• TASK DETAILS:
Present an exact copy of each line below.

• STUDY MATERIAL:
........
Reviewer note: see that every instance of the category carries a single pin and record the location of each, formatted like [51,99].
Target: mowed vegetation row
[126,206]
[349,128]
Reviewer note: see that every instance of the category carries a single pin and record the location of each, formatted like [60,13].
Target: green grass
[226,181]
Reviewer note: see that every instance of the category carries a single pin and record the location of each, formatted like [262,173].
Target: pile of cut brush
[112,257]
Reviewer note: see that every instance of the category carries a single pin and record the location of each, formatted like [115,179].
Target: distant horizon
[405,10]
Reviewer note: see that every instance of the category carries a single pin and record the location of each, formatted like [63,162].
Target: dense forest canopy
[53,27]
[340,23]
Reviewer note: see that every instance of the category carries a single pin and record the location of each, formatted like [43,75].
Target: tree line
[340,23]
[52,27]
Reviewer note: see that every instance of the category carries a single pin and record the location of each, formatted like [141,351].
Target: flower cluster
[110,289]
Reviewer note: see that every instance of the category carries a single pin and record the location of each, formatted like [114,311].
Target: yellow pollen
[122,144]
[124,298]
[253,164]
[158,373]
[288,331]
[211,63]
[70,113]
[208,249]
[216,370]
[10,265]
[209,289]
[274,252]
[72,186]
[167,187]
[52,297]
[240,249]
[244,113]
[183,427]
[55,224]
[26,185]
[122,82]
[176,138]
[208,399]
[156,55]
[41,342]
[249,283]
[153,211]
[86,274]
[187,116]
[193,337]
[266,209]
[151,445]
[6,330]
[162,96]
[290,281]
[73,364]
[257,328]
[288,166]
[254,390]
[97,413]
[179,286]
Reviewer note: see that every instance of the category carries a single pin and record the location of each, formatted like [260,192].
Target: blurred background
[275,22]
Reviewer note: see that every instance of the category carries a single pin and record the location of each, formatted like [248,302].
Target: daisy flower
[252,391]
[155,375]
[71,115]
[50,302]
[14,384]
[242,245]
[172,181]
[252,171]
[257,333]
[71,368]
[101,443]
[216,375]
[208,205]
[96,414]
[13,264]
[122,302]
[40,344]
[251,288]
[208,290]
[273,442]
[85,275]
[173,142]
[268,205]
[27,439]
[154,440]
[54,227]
........
• YOUR RESPONSE:
Reviewer note: see that every instance of the category carries a single pin and record the location of each, formatted like [51,99].
Target: mowed vegetation row
[126,206]
[349,128]
Reviewer note: see that every instance of the category carries a single pin and record the location of each, formatted like [60,13].
Target: green grass
[226,181]
Reviewer note: see that every instance of the category carries a single pin and record the location of each, formatted like [262,173].
Target: pile of cut brush
[112,257]
Reviewer note: see that every instance of the category carries a single pin and record the location of each, formatted like [115,179].
Target: distant horizon
[405,10]
Reviewer note: see that every instance of the category carries a single pin and record the location of each, formatted like [63,162].
Target: dense forest canopy
[53,27]
[340,23]
Reviewer note: see that every instance of the category carries a single pin and record the location of each, formatted like [43,75].
Target: tree line
[340,23]
[52,27]
Reviewer note: see that every instance of the category carries a single pin and record the location of each, formatted like [141,351].
Target: flower cluster
[110,289]
Reviewer note: see that every instance of the category carries a single pin and record the location of each, formatted like [114,311].
Target: yellow pollen
[122,144]
[124,298]
[253,164]
[158,373]
[288,331]
[211,63]
[70,113]
[208,249]
[216,370]
[10,265]
[209,289]
[274,252]
[72,186]
[167,187]
[52,297]
[240,249]
[244,113]
[183,427]
[55,224]
[26,185]
[122,82]
[176,138]
[208,399]
[156,55]
[41,342]
[249,283]
[153,211]
[86,274]
[187,116]
[193,337]
[266,209]
[151,445]
[6,330]
[162,96]
[290,281]
[73,364]
[257,328]
[288,166]
[254,390]
[97,413]
[179,286]
Reviewer note: see that every instance of the category carries a single pin and record the location of each, formatted like [260,192].
Target: blurred background
[275,22]
Reviewer note: see that every instance of the category carries a single pin and record the location of each, formatted like [248,302].
Target: daisy flower
[252,391]
[155,375]
[71,115]
[50,302]
[14,384]
[242,245]
[172,181]
[252,171]
[257,333]
[71,368]
[101,443]
[216,375]
[208,205]
[96,414]
[13,264]
[122,302]
[40,344]
[251,288]
[208,290]
[273,442]
[85,275]
[173,142]
[268,205]
[27,439]
[154,440]
[54,227]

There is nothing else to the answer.